**Source passage:**

====================

Monday, November 19, 2007

I guess that settles it?

The illegal immigration debate in the United States seems to be largely over, at least from my perspective. I just finished watching both of the the recent major party debates, and not one leading candidate suggested the possibility that illegal immigrants are anything but a "growing problem." The candidates' ideas of how to keep illegals out are varied, but overall they agree: undocumented aliens are a disease which needs to be cured (I should note that Kucinich sort of came out in favor of freer immigration, but he's against free trade and loves unions, which creates a rather large conflict of interest. Also, let's be real - he's got no shot at the nomination).

Lots of candidates from both parties readily support increased legal immigration, by which I suppose they mean the flow of immigrants who have been approved on a case-by-case basis by our government. Today, legal immigrants tend to be educated, skilled workers or their family members, but that's only because their numbers are so limited by bureaucratic quotas and inefficiencies (granted, we still allow more immigrants to enter each year than any other country in the world). The problem with this "solution" is that eventually we will have to start allowing in immigrants of slightly less impressive backgrounds if we are to expand legal immigration. There are far more people who want to move to the United States than there are skilled workers with good prospects for high-paying jobs, meaning more legal immigration will drastically change the demographic of the immigrant population. Expand immigration enough, and the same people who were supposedly stealing jobs and committing crimes at appalling rates as illegals will be allowed to enter as documented, legal aliens. The "problems" created by inflows of unskilled workers will not have gone away, but the government will have a better idea of who lives where and they'll be able to collect taxes more easily.

So, problem ... solved?

To me, most politicians approach the immigration debate from the wrong angle to begin with. They view economics as a zero-sum game in which one immigrant's improved fortune has to create some sort of misfortune for an American. That fact is that immigrants can and do create wealth for themselves at no one's expense. The same false logic applies to free trade. Many people assume that jobs and cash being sent abroad have to cause nationals to lose their jobs or lower their wages. John Edwards and Dennis Kucinich often bring up the massive job losses that American workers have incurred as a result of freer trade between the US and China or Mexico. What they never mention is the much larger number of entirely new jobs which have been created as a result of economic growth, a phenomenon inextricably linked to increased trade. Similarly, politicians don't often talk about the available improvements in standards of living for illegal aliens. The continued traffic of immigrants risking almost all of their already-limited assets to get to the US is proof enough of the opportunities that exist there.

====================

Dataset entries

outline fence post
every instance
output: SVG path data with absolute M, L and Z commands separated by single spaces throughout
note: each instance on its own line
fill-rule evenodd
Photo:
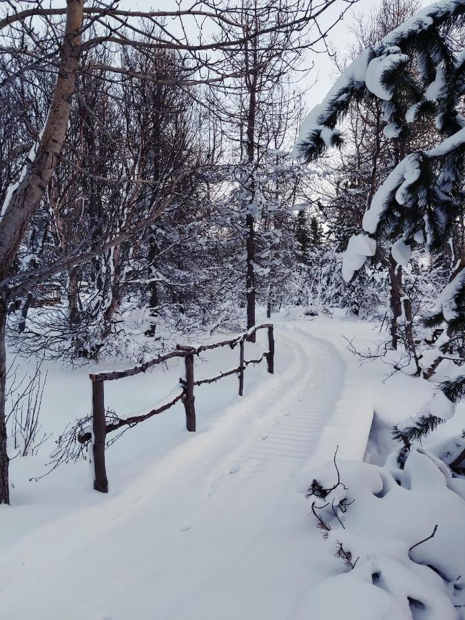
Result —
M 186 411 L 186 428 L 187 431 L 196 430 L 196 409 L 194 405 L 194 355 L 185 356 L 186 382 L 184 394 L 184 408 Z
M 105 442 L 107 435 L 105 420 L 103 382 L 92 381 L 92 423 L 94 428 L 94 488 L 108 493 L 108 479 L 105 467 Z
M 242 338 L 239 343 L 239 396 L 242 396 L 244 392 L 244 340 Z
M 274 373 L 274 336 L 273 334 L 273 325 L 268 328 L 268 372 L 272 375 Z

====================

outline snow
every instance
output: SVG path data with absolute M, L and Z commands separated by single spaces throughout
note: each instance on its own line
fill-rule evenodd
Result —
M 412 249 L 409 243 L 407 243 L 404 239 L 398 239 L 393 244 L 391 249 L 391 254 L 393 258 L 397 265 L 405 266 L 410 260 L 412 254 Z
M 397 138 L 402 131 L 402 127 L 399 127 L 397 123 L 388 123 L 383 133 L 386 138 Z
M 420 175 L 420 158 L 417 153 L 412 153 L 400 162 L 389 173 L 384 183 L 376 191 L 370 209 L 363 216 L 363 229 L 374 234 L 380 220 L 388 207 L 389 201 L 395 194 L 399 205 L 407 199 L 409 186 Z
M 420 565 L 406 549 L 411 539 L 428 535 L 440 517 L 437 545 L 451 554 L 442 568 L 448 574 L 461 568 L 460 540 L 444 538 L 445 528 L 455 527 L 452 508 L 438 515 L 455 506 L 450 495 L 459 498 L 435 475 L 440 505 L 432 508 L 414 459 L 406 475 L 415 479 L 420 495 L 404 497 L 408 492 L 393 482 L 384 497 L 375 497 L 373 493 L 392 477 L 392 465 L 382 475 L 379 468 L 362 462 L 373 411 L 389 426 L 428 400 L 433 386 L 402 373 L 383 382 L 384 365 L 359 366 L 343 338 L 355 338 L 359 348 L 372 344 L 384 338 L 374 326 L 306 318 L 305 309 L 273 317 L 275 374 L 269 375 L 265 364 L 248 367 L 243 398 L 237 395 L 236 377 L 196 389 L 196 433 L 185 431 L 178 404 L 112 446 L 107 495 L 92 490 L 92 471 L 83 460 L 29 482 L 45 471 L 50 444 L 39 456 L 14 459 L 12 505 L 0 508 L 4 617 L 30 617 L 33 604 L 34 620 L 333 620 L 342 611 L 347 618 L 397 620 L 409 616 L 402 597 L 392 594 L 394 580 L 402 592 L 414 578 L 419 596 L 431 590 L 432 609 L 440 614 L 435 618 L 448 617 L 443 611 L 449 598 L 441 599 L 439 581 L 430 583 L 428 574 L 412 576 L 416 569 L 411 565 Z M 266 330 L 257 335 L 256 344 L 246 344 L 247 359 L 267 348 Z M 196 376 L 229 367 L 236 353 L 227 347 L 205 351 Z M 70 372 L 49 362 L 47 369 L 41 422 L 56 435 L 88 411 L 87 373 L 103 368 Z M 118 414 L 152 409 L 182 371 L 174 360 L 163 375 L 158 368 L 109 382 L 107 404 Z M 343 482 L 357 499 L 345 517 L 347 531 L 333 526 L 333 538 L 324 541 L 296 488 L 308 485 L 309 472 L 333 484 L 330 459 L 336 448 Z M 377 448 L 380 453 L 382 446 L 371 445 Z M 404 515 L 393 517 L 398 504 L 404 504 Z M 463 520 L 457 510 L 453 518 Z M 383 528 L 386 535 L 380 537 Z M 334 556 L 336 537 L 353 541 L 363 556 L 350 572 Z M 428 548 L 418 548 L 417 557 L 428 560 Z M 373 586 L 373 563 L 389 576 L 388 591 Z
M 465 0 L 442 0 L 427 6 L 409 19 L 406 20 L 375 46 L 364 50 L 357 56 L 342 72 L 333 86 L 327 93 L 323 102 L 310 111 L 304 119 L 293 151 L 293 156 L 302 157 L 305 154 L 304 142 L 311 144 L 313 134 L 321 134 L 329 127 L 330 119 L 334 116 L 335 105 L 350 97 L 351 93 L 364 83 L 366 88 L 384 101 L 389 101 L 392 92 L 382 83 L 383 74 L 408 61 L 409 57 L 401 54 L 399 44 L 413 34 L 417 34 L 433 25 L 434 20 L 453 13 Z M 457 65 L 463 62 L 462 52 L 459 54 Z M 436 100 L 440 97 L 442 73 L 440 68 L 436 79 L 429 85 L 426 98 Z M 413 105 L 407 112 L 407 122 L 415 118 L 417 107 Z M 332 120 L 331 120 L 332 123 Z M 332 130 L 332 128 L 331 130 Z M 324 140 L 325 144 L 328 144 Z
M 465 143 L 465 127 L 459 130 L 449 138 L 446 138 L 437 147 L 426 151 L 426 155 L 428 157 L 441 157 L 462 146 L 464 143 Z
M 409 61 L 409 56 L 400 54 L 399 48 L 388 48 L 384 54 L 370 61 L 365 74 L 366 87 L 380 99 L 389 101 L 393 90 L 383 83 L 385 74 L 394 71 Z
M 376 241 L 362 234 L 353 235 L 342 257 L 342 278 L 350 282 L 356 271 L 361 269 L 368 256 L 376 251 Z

====================

**Required tasks:**
(1) According to the immigration post, who do legal immigrants today tend to be?
(2) Extend the immigration post, picking up after its final sentence.
These records have no connection to the immigration post.

**Answers for each item:**
(1) Educated, skilled workers or their family members.

(2)
To make matters worse, both parties seem to have agreed that we need to start cracking down on employers of illegal immigrants, people whose only crime is the provision of work at a mutually agreed-upon wage. If they've been convinced somewhere along the way that minimum wage laws don't cause unemployment (read: labor shortages), watch what happens when businesses have to start paying every illegal immigrant six bucks an hour.

It seems to me that increased human mobility has almost always been followed by increased human prosperity. For that reason, among others, I believe that people have the right to live wherever they want, provided they obtain their property via consensual means. In fact, if we cancel for xenophobia and racism, any argument for increased immigration restrictions directed at foreigners is really no different from arguing for increased mobility restrictions between states within the US. And why stop there? If immigration restrictions are justifiable because the movement of new people and new workers from Mexico to California hurts Californian workers, shouldn't we be restricting human mobility of all kinds? Doesn't a Vermonter moving to New Hampshire hurt the workers of New Hampshire? What about a Brooklynite moving to Queens?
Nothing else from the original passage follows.